→ **TASK TO COMPLETE**
Extract all lines in the data that contain the word "spot".

→ **ENTRIES PROVIDED**

'''

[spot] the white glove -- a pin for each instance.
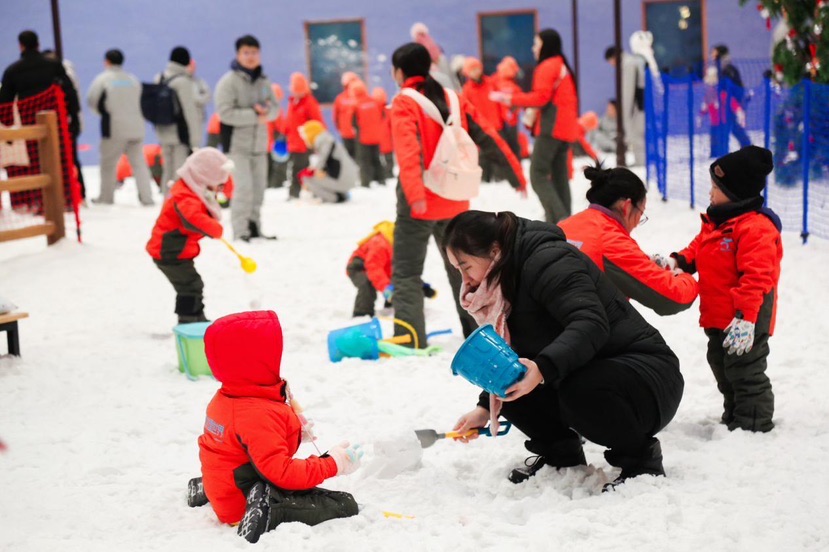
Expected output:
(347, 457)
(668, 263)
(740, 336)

'''
'''

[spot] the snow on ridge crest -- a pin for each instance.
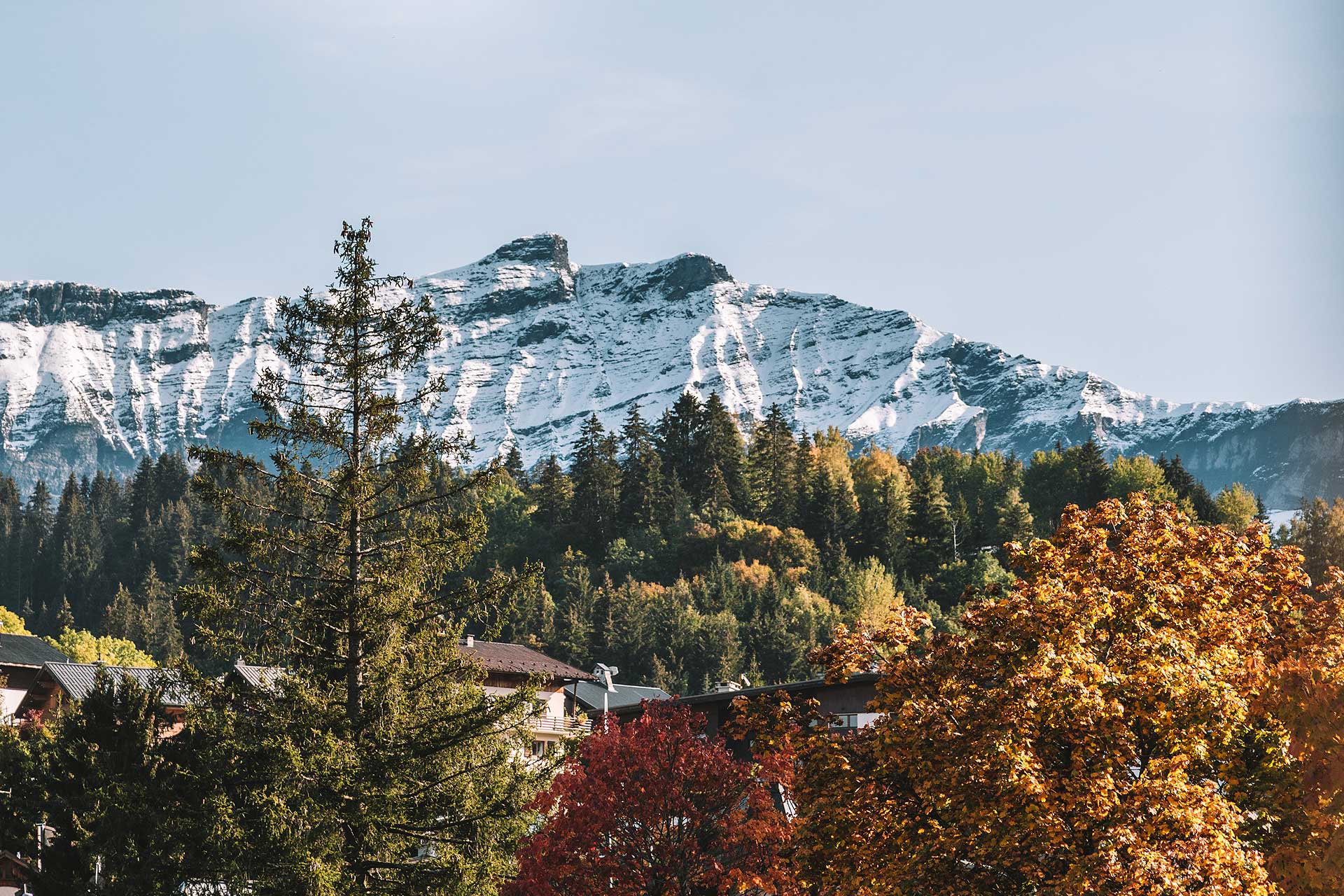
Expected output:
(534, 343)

'''

→ **ANSWER TO THE PROBLEM**
[spot] the white glove -- a pin for each instance.
[spot] the snow on ridge crest -- a pin for each instance.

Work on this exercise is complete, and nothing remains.